## WHAT TO PRODUCE
Can you copy out every one of the records below word for word, leaving the pictures out of your reply?
[Start of DATA SHOWN]
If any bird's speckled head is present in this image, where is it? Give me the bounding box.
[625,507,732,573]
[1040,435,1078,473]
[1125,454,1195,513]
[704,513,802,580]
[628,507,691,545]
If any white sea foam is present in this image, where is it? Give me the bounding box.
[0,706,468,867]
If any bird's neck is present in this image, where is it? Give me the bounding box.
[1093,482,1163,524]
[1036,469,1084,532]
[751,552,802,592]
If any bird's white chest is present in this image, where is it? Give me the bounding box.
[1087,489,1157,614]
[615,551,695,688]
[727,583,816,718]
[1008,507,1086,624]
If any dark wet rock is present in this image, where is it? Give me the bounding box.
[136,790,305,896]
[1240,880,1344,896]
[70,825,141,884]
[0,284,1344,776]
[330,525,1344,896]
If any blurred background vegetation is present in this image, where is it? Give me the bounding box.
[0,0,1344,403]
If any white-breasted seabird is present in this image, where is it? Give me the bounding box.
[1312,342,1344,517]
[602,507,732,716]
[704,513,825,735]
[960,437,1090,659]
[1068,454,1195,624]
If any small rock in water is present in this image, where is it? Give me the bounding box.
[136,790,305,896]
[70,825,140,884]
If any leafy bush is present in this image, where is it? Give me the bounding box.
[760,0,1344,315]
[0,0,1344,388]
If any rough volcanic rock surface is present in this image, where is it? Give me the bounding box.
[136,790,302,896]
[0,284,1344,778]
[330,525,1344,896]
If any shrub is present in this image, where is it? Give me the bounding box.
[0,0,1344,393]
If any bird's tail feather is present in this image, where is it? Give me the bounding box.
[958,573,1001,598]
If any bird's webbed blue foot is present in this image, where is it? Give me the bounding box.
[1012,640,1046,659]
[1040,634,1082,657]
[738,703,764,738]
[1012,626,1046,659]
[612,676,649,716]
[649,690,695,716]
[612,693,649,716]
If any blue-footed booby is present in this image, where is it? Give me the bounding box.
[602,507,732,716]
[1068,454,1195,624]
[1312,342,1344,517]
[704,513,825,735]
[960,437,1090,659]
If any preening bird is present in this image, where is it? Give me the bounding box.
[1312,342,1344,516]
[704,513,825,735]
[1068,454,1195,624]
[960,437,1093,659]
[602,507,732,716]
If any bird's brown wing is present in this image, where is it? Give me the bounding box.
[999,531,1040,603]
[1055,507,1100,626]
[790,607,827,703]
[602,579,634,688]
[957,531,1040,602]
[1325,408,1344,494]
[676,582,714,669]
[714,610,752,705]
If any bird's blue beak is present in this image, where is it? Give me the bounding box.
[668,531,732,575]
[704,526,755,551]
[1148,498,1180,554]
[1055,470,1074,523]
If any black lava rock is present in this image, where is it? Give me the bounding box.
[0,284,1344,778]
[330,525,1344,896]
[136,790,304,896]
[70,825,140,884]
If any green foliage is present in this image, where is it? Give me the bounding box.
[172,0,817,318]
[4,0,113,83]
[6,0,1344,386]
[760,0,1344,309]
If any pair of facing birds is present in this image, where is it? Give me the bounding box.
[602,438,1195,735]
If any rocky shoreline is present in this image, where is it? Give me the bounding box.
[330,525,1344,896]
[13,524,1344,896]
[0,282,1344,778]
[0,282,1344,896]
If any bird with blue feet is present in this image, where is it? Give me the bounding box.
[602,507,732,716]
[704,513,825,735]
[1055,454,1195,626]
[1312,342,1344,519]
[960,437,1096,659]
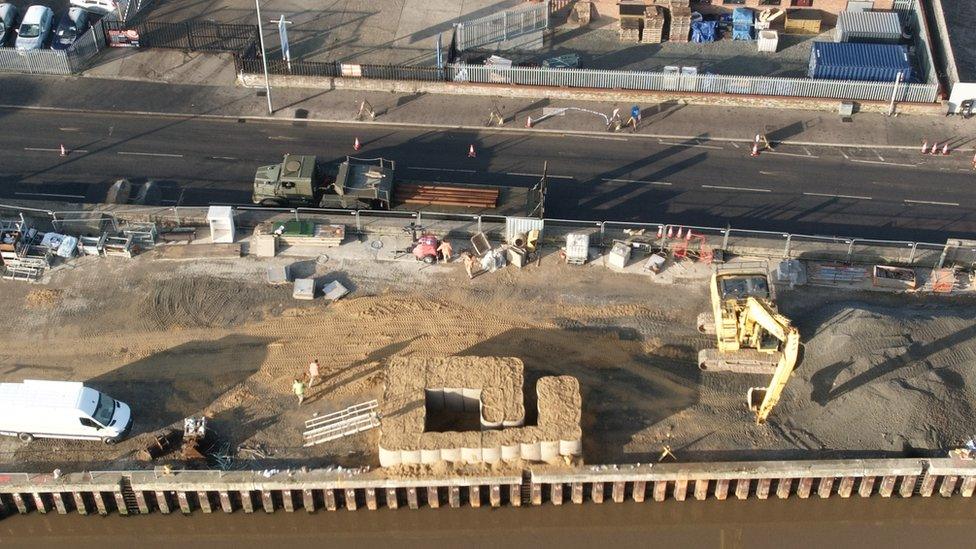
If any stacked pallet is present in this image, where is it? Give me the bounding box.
[668,0,691,42]
[641,6,664,44]
[395,183,499,209]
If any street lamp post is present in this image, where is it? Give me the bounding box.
[254,0,274,115]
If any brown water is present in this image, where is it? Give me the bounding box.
[0,497,976,549]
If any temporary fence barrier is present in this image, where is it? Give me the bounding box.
[446,64,939,103]
[0,201,976,269]
[454,0,549,51]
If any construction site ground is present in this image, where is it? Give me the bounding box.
[0,233,976,473]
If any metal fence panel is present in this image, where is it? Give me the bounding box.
[0,48,71,74]
[454,0,549,51]
[447,64,938,103]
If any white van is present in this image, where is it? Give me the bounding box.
[0,379,132,443]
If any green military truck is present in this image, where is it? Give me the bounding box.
[251,154,546,217]
[251,154,396,210]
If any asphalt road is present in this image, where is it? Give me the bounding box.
[0,110,976,242]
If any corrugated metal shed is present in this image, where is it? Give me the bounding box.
[834,11,901,44]
[807,42,913,82]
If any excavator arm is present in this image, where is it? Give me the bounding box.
[746,297,800,425]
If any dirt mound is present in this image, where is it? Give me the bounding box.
[24,288,64,309]
[141,277,284,329]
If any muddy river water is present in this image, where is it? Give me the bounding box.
[0,497,976,549]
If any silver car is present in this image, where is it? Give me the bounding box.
[0,4,17,46]
[14,5,54,50]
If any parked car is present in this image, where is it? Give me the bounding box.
[0,379,132,444]
[71,0,119,15]
[51,8,90,50]
[0,4,17,46]
[14,5,54,50]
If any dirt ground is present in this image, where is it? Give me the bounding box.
[0,242,976,471]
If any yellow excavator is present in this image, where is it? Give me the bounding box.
[698,262,800,424]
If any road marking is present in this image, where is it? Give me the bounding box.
[407,166,476,173]
[603,178,671,187]
[702,185,773,193]
[658,140,723,151]
[560,134,628,141]
[905,198,959,206]
[14,193,85,199]
[24,147,88,154]
[505,172,576,179]
[803,193,874,200]
[119,151,183,158]
[760,151,820,158]
[848,158,918,168]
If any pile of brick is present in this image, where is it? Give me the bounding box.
[641,6,664,44]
[End of DATA SHOWN]
## CORRECT OUTPUT
If any bird's speckled head is present in this image, where is it? Give me the bounding box.
[625,507,732,573]
[1040,435,1078,473]
[1125,454,1195,513]
[704,513,802,580]
[628,507,691,545]
If any white sea foam is present in this image, where is it? Give me the bounding box.
[0,706,468,867]
If any bird's neck is present in this image, where is it? Give me the bounding box.
[1093,482,1163,524]
[1036,469,1084,532]
[751,552,802,592]
If any bird's white chest is present in this image, where is it? Give me the bounding box.
[1087,489,1157,614]
[615,551,695,688]
[727,583,816,718]
[1008,507,1086,624]
If any dark wet rock is present in this image, where is it? Give me the bounding box.
[136,790,305,896]
[1240,880,1344,896]
[70,825,141,884]
[0,284,1344,776]
[330,525,1344,896]
If any blurred background vegetation is present in this image, where is it? Give me the bounding box.
[0,0,1344,403]
If any white-breasted seabird is present in this image, where is it? Give me the bounding box.
[1312,342,1344,517]
[602,507,732,716]
[704,513,825,735]
[960,437,1090,659]
[1068,454,1195,624]
If any small rock in water is present in this image, where is it? Give me the bounding box.
[136,790,305,896]
[70,825,140,884]
If any leafy bush is present in this image, where is it? Give me the bounding box.
[760,0,1344,315]
[0,0,1344,388]
If any rough volcanic rock surface is present in this image, where is it? Give me the bounding box.
[136,790,302,896]
[0,284,1344,778]
[330,525,1344,896]
If any shrub is present in this image, where is it? Give me the bounding box.
[0,0,1344,393]
If any bird's tail feather is present in this image, where is it? Give me the bounding box.
[958,573,1001,598]
If any bird's webbed blue foot is present in this image, where is it? Give me the bounding box.
[1012,640,1046,659]
[1040,634,1082,657]
[738,703,764,738]
[1012,626,1046,659]
[612,676,649,716]
[649,690,695,716]
[612,693,649,716]
If any blue-footed booby is present in this image, where is it? Give me the bounding box.
[602,507,732,716]
[1068,454,1195,624]
[1312,342,1344,517]
[704,513,825,735]
[960,437,1090,659]
If any preening bird is present in this image, where is it? Give me the bounding box.
[1312,342,1344,516]
[704,513,825,735]
[1068,454,1195,624]
[960,437,1093,659]
[602,507,732,716]
If any bird's brown wing is present in this image, where is it? Give me the bounding box.
[999,531,1040,603]
[1055,507,1100,626]
[790,607,827,703]
[602,579,634,688]
[957,531,1040,602]
[1325,408,1344,494]
[676,582,714,669]
[714,610,752,705]
If any bird's blue beak is present in this image, where is it? Give me the bounding box.
[668,531,732,575]
[704,526,755,551]
[1148,498,1180,554]
[1055,470,1074,523]
If any black lava rock is present in this image, where is it? Give me the bounding box.
[0,284,1344,778]
[330,525,1344,896]
[136,790,304,896]
[70,825,140,884]
If any green foliage is present in this image, where is it? Give me the bounding box.
[172,0,817,318]
[4,0,113,83]
[6,0,1344,386]
[760,0,1344,309]
If any pair of facing birds is present in this image, where is it? Give me the bounding box.
[602,438,1195,735]
If any rocky shoreline is present in this image, where is it? Give me the bounding box.
[330,525,1344,896]
[13,524,1344,896]
[0,282,1344,778]
[0,282,1344,896]
If any bird with blue feet is present in this image, where is it? Give me the bounding box.
[602,507,732,716]
[704,513,825,735]
[1055,454,1195,626]
[1312,342,1344,519]
[960,437,1096,659]
If any stacked pallet is present in this image, where is it? Give me the bounding box.
[668,0,691,42]
[641,6,664,44]
[395,183,499,209]
If any street lamp post is present in this image, where is it? Give me the bounding box.
[254,0,274,115]
If any brown water is present in this image, where is it? Give me the bounding box.
[0,497,976,549]
If any temporary fence barrier is present in this image, where is it? Give me the bounding box.
[446,64,939,103]
[0,201,976,269]
[454,0,549,51]
If any construction site ground is present in this image, where is it? Give me the bounding box.
[0,233,976,473]
If any metal fence panel is present in this image, where is it? Give me the bounding box.
[0,48,71,74]
[454,0,549,51]
[447,64,938,103]
If any white van is present in this image, where is it? Give me the bounding box.
[0,379,132,443]
If any green military truck is present in this image, where is it? Give me the bounding box.
[251,154,546,217]
[251,154,396,210]
If any asphalt road is present in this image, where is it? Give me the bounding box.
[0,110,976,242]
If any corrugated metal shed is present in this image, where is it? Give me the bounding box.
[834,11,901,44]
[807,42,913,82]
If any excavator arm is present in this image, where is it? Give me the bounding box.
[746,297,800,425]
If any dirt mound is present in this image, where is it? Give me the bounding box.
[24,288,64,309]
[141,277,284,329]
If any muddy river water is present in this image, where is it? Give me the bounding box.
[0,497,976,549]
If any silver car is present in this image, where is it? Give me the bounding box.
[0,4,17,46]
[14,5,54,50]
If any parked car is present in this image, where is it? Give me the bounding box.
[0,379,132,444]
[71,0,119,15]
[51,8,90,50]
[0,4,17,46]
[14,5,54,50]
If any dirt ground is present in this image, where is it? Give me the bounding box.
[0,242,976,471]
If any yellow excavator is present in this image, where is it? Give me the bounding box.
[698,262,800,424]
If any road marking is present in this image, where is it? Give me the bounding box.
[407,166,476,173]
[603,178,671,187]
[702,185,773,193]
[658,140,723,151]
[560,134,628,141]
[905,198,959,206]
[14,193,85,199]
[24,147,88,154]
[505,172,576,179]
[803,193,874,200]
[119,151,183,158]
[760,151,820,158]
[848,158,918,168]
If any pile of brick is present in this image, where is it? Give me the bounding box.
[641,6,664,44]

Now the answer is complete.